_WHAT YOU HAVE TO DO_
Every line below that contains "photograph" is to be copied.

_RECORDS TO USE_
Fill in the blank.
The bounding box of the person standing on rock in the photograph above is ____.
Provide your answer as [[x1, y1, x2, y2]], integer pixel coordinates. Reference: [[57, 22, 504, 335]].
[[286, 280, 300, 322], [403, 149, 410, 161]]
--
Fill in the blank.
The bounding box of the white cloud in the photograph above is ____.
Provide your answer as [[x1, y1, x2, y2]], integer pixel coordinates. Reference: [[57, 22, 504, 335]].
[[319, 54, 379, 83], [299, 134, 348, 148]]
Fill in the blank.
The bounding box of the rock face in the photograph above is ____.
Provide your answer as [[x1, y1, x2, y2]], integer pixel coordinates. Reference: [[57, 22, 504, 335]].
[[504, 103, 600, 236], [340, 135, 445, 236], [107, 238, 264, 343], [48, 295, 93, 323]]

_REPLY_
The bounding box of the person standing on rock in the photograph above is ____.
The bounding box of the white cloud in the photograph above is ____.
The bounding box of the rock face in the photograph above is ____.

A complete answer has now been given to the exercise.